*Your instructions*
Convert the lines below into a JSON list of strings, with one string per line and any blank lines left out.

*Provided data*

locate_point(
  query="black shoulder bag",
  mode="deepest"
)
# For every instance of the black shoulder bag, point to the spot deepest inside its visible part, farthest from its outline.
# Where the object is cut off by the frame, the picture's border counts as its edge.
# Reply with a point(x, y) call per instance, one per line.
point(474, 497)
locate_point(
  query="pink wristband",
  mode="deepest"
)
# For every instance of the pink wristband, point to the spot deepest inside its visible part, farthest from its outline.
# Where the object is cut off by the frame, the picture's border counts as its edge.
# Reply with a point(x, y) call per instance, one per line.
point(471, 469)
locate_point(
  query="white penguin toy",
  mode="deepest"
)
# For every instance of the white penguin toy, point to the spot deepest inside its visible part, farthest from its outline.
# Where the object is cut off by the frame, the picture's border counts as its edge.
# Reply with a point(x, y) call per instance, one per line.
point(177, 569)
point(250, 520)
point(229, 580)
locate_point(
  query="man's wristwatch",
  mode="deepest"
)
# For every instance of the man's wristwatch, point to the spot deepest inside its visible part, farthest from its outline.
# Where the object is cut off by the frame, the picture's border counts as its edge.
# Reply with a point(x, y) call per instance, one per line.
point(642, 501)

*Final answer*
[
  "locate_point(",
  "  query=\"black shoulder bag\",",
  "  mode=\"deepest\"",
  ")",
  "# For every instance of the black shoulder bag, point to the spot deepest inside its visible part, farthest from its outline.",
  "# Where the object is cut off by the frame, the picture's border counts as its edge.",
  "# Reply with a point(x, y) call per instance, one per line.",
  "point(474, 497)",
  "locate_point(",
  "  query=\"pink wristband\",",
  "  mode=\"deepest\"",
  ")",
  "# For every instance of the pink wristband, point to the spot deepest inside its visible part, farthest from its outline.",
  "# Where the object is cut off by the frame, the picture's border counts as its edge.",
  "# Reply with a point(x, y) call per instance, one per line.",
  "point(471, 469)",
  "locate_point(",
  "  query=\"white penguin toy\",",
  "  mode=\"deepest\"",
  ")",
  "# For every instance of the white penguin toy, point to the spot deepest inside its visible part, farthest from its outline.",
  "# Where the object is cut off by the frame, the picture's border counts as its edge.",
  "# Reply with a point(x, y) call per instance, one per line.",
  "point(177, 569)",
  "point(250, 520)",
  "point(229, 580)",
  "locate_point(",
  "  query=\"man's wristwatch\",",
  "  mode=\"deepest\"",
  ")",
  "# For every instance of the man's wristwatch, point to the spot deepest inside its visible part, farthest from its outline.",
  "# Where the object is cut off by the frame, the picture's border counts as its edge.",
  "# Reply with a point(x, y) call per instance, one per line.",
  "point(642, 501)"
]